--- Start Document extract ---

For the moment, Boswell has three great celebrity scalps in his sights: Frederick the Great, Rousseau, and Voltaire. With a mixture of charm, influence and foot-in-the-door, he manages to see all three, but only gets actual face to face time with the last two. Frederick turns out to be too canny, or too well protected, to put himself in the way of any of the traps Boswell sets for him. But the sessions with the two great philosophes more than make up for this, particularly since he met them both (Rousseau at Môtiers and Voltaire at Ferney) in December 1764, just before Voltaire published damaging revelations about Rousseau's private life that eventually forced him to leave Môtiers and go on the run again.

Boswell's strategies for hooking the interest of both great men are classics - with Rousseau he holds a letter of introduction from a man Rousseau owes big favours to, Lord Marischal, but he declines to use it, instead writing his own letter in which he proves - citing the logic of Rousseau's own writings - that he is "a man of singular merit". With Voltaire he gets in the first time on a letter of recommendation, then when he wants to come back for a longer visit, he writes to Voltaire's niece (knowing that her uncle will see it) a wonderfully comic letter in which, inter alia, he manages to imply that he wants to get into Ferney castle to seduce the niece's femme de chambre. Stalking, in modern terms, but stalking of more literary and psychological subtlety than you would expect from the average 24-year-old Inter-Railer...

--- End Document extract ---

▸ Task instructions:
[a] Reproduce the part of the passage on Boswell's visits to the philosophes starting with "For the moment, Boswell" and going on through "the run again.".
[b] In the passage on Boswell's visits to the philosophes, in what month and year did Boswell meet Rousseau and Voltaire?
[c] Carry on the passage about Boswell's visits to Rousseau and Voltaire from the point where it stops.
The records that follow come from a separate source and are unrelated to the Boswell passage.

--- Start Items ---

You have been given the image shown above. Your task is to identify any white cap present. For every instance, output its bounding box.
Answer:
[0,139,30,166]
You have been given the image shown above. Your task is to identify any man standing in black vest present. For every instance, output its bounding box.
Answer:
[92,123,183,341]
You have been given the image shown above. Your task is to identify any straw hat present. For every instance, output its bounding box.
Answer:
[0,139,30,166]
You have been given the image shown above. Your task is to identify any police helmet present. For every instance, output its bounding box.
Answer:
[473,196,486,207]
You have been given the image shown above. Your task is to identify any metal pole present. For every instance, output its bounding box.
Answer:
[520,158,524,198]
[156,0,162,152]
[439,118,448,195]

--- End Items ---
--- Start Items ---

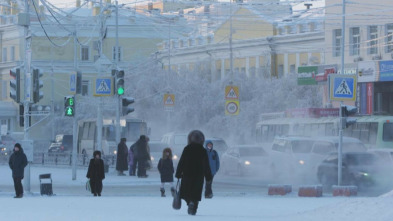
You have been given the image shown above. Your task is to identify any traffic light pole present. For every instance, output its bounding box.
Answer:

--- End Items ---
--- Start Items ---

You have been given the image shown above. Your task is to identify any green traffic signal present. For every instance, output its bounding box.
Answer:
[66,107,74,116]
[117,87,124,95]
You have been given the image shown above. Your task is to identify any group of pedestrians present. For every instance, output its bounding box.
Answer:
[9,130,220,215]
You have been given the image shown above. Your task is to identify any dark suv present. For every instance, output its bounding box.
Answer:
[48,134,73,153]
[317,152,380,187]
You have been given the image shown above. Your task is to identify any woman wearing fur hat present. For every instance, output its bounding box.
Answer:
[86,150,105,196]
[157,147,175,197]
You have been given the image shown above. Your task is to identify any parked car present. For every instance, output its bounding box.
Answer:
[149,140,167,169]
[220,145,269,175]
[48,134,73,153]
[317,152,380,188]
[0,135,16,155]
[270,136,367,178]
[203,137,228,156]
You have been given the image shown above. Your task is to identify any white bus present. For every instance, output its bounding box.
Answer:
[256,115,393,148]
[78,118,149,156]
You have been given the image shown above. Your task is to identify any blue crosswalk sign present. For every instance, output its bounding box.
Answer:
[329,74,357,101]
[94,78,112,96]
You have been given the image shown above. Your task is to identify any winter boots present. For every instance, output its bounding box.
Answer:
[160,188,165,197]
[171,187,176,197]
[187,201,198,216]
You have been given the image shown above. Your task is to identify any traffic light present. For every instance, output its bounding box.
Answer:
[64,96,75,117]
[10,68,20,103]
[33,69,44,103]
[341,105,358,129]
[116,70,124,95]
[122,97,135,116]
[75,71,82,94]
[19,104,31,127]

--- End Items ---

▸ Answers:
[a]
For the moment, Boswell has three great celebrity scalps in his sights: Frederick the Great, Rousseau, and Voltaire. With a mixture of charm, influence and foot-in-the-door, he manages to see all three, but only gets actual face to face time with the last two. Frederick turns out to be too canny, or too well protected, to put himself in the way of any of the traps Boswell sets for him. But the sessions with the two great philosophes more than make up for this, particularly since he met them both (Rousseau at Môtiers and Voltaire at Ferney) in December 1764, just before Voltaire published damaging revelations about Rousseau's private life that eventually forced him to leave Môtiers and go on the run again.

[b] December 1764

[c]
There's lots of other interesting and amusing stuff in this book - visits to several minor German courts as well as Berlin and Potsdam, some pretty graphic tales of the discomforts of travelling in Germany, a few walk-on appearances by notables of the time, a few passing references to sexual escapades, and of course the background is-it-or-isn't-it romance with Belle van Zuylen, the young Dutch intellectual he'd made friends with in Utrecht but subsequently decided it might be rather fun to marry (she didn't think so, as we already know from the letters Pottle included in the previous volume). And Boswell's continuing worries about religion, masturbation, his own mental and physical health, his father's plans for him to become a lawyer, and the incongruity of imagining himself as the future Laird of Auchinleck. A treasure.

Minor disappointment: I didn't really think about this before starting, but apart from Frederick, there wasn't all that much of literary interest going on in Germany in 1764. Boswell certainly didn't meet any important German writers, and he would have had to talk to them in French or Dutch if he had. But of course Goethe and Schiller were still at school - a few years later, Boswell's ignorance of the German language wouldn't have been something he could get away with, but in Frederick's Berlin French was de rigueur anyway...

The absence of detailed musical interest is a pity too - Boswell stops in Leipzig, but there's no reason for him to be aware of J S Bach (d.1750), whom no-one outside the Lutheran church music world would have heard of at that time, so he doesn't even mention the Thomaskirche. Then in Mannheim - possibly the most exciting place in northern Europe for a musician at the time - he merely says that the music was "marvellous", without telling us anything about the musicians involved or what they were playing.

On to Italy, Corsica and France in the next volume...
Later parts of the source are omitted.